Although the entries contain pictures, only their words should be duplicated exactly.

=== Entries supplied ===

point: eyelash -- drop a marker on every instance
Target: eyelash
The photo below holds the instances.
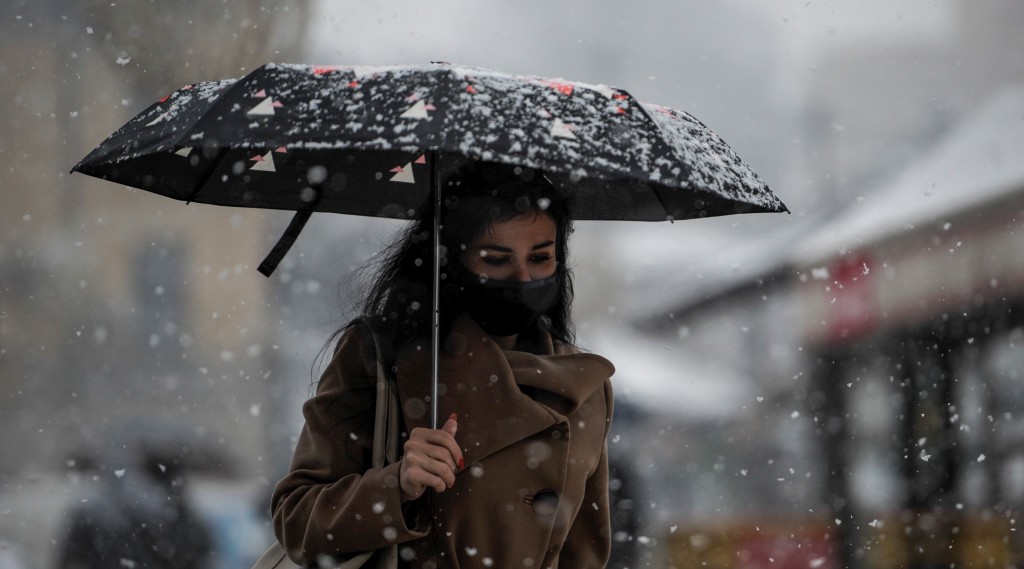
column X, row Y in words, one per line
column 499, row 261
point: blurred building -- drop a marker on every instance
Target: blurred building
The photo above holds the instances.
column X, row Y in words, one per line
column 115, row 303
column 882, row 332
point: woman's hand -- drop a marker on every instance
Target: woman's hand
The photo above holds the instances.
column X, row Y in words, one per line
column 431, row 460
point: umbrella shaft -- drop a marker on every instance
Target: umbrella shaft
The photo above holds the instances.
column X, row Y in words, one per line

===

• **Solution to this problem**
point: eyelash -- drop a marker on every instance
Target: eyelash
The photo below holds the instances.
column X, row Y in words, one per line
column 499, row 261
point: blurred building -- drop a marker on every instance
Target: blurred building
The photo above holds the instances.
column X, row Y in words, one per line
column 115, row 303
column 882, row 332
point: woman's hand -- drop a marker on every instance
Target: woman's hand
The photo above holds the instances.
column X, row Y in words, one per line
column 431, row 460
point: umbrella shaft -- drop a marker on every instance
Target: umbrella shaft
The photo above holds the instances.
column X, row Y in words, one per line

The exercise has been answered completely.